__What this task involves__:
Copy out, exactly as written, only the line containing "Compliance review item #47: Confirm the presence of the green" and the lines after it through the end of the records.
----- Listed records -----
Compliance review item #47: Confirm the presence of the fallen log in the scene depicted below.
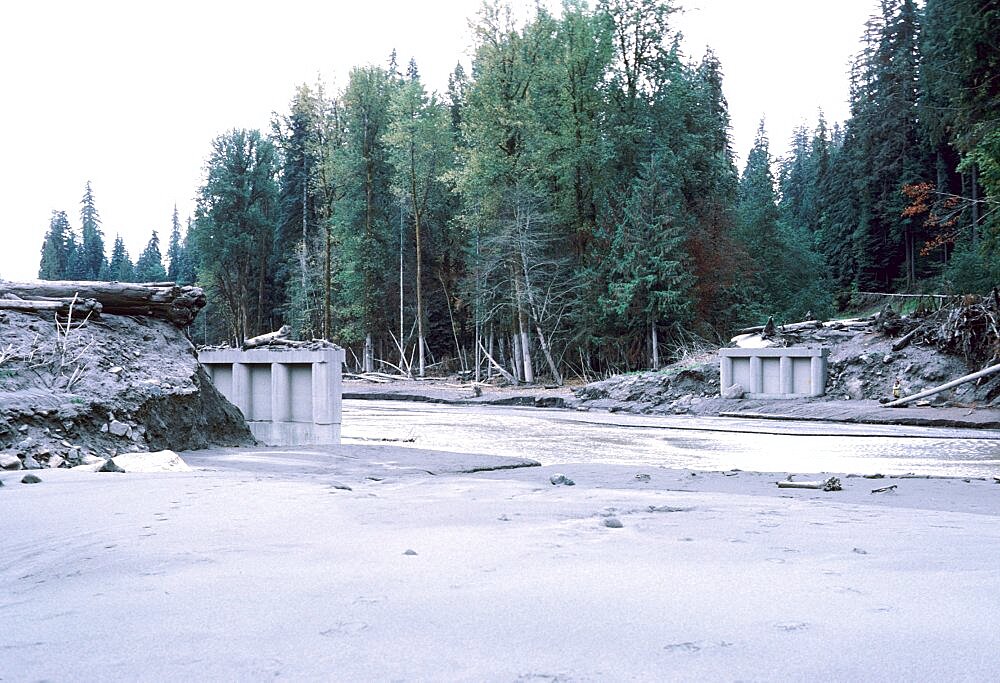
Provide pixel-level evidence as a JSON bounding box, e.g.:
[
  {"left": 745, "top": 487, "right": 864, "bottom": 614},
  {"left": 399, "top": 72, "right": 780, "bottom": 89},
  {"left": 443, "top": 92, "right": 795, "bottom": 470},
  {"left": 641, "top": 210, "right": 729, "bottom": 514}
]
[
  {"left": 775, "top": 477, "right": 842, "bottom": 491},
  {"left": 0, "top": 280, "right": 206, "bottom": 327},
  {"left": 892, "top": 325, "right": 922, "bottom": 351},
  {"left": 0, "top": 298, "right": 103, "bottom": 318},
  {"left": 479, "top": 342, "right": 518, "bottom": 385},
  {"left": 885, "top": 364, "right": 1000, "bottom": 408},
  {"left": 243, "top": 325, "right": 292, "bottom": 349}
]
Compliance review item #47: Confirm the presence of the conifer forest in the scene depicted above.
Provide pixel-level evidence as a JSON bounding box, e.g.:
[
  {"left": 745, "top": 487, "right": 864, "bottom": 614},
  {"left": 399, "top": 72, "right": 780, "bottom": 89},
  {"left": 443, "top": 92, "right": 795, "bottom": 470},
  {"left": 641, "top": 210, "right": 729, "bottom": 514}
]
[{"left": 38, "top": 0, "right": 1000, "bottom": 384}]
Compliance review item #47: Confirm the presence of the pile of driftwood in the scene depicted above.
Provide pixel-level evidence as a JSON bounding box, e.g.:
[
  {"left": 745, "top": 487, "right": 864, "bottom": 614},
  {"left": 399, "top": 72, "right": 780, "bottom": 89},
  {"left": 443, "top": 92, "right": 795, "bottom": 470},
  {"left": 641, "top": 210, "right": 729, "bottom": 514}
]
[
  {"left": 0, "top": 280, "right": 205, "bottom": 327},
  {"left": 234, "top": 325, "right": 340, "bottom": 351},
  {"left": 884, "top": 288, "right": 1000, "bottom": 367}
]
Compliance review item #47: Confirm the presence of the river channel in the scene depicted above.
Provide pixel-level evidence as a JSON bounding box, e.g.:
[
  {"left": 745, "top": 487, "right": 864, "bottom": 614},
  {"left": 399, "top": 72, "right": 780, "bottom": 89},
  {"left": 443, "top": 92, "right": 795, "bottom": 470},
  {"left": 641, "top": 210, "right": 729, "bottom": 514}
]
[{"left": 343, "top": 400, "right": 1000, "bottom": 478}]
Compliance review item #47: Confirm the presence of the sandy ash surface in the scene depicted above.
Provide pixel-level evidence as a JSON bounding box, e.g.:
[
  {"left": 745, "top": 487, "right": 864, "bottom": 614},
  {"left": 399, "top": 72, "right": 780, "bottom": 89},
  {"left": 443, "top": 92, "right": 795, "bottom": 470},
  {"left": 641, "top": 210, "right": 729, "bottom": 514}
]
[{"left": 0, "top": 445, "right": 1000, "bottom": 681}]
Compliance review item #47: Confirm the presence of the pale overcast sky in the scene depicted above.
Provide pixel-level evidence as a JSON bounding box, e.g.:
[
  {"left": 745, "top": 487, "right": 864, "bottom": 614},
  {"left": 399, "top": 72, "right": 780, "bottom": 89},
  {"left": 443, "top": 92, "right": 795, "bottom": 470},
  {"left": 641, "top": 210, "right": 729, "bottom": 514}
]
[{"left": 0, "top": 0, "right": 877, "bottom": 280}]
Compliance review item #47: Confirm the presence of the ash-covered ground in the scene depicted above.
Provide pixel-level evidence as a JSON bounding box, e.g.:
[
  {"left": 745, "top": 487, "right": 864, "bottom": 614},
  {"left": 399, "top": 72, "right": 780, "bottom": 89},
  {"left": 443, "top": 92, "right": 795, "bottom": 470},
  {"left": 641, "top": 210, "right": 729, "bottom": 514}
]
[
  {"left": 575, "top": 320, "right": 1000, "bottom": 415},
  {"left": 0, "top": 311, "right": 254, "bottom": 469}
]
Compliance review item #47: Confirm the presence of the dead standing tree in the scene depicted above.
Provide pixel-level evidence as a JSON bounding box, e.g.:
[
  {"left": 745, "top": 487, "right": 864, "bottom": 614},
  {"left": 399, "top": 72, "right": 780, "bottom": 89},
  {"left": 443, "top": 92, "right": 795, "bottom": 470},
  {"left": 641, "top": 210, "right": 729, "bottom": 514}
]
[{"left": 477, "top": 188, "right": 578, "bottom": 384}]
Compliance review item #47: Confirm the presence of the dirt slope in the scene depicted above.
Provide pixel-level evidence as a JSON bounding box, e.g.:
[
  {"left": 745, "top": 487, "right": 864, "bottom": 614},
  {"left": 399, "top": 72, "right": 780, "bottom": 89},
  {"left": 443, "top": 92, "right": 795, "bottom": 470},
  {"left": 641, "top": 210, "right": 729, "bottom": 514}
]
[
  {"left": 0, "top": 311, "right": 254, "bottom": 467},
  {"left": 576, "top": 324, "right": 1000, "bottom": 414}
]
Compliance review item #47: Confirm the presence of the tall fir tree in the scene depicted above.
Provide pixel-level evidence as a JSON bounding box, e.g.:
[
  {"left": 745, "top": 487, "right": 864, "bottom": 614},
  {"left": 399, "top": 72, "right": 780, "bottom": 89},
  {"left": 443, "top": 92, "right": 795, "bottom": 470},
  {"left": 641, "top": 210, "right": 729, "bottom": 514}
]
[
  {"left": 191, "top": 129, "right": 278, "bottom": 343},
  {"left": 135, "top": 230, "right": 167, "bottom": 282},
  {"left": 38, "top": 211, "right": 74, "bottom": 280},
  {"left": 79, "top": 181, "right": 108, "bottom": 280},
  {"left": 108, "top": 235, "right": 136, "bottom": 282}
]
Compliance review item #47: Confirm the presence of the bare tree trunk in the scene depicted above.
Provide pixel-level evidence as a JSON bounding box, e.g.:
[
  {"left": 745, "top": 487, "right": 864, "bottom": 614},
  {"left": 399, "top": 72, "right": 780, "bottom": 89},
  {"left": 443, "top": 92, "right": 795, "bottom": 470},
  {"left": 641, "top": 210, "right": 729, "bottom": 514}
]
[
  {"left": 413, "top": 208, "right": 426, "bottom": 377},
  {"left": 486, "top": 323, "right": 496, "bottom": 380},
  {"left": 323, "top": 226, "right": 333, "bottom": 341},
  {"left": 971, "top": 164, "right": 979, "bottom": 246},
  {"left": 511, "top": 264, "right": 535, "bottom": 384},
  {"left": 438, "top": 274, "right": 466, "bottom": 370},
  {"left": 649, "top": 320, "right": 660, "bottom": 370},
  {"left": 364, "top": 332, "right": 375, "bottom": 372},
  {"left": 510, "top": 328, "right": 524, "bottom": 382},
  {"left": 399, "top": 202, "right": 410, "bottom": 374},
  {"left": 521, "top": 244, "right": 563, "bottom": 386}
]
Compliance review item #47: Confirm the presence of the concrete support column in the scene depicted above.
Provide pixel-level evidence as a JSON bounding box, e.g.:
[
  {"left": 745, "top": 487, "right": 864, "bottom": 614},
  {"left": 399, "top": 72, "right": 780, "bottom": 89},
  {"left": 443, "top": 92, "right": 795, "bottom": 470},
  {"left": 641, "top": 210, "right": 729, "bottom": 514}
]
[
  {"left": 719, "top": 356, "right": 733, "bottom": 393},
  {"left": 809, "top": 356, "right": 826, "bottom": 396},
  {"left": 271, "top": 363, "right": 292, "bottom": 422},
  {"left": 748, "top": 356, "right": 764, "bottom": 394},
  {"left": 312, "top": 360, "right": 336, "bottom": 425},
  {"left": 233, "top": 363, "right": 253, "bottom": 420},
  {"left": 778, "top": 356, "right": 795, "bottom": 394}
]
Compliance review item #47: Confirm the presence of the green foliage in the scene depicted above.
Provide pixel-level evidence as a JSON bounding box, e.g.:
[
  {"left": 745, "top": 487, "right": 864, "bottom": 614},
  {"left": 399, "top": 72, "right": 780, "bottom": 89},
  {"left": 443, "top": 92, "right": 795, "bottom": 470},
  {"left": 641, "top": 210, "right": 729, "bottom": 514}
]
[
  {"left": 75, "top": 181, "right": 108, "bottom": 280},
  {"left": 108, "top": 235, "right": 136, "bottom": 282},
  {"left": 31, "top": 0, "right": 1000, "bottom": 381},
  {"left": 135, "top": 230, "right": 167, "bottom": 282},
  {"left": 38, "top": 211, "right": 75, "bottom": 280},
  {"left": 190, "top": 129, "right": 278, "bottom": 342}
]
-----
__Reply to the exercise__:
Compliance review item #47: Confirm the presence of the green foliage in the scene depicted above.
Provide pixel-level evidence as a JSON bounding box, e.g.:
[
  {"left": 745, "top": 487, "right": 864, "bottom": 614},
  {"left": 399, "top": 72, "right": 780, "bottom": 89},
  {"left": 443, "top": 92, "right": 795, "bottom": 470},
  {"left": 641, "top": 210, "right": 729, "bottom": 514}
]
[
  {"left": 75, "top": 181, "right": 108, "bottom": 280},
  {"left": 108, "top": 235, "right": 136, "bottom": 282},
  {"left": 31, "top": 0, "right": 1000, "bottom": 381},
  {"left": 135, "top": 230, "right": 167, "bottom": 282},
  {"left": 38, "top": 211, "right": 75, "bottom": 280},
  {"left": 190, "top": 129, "right": 278, "bottom": 342}
]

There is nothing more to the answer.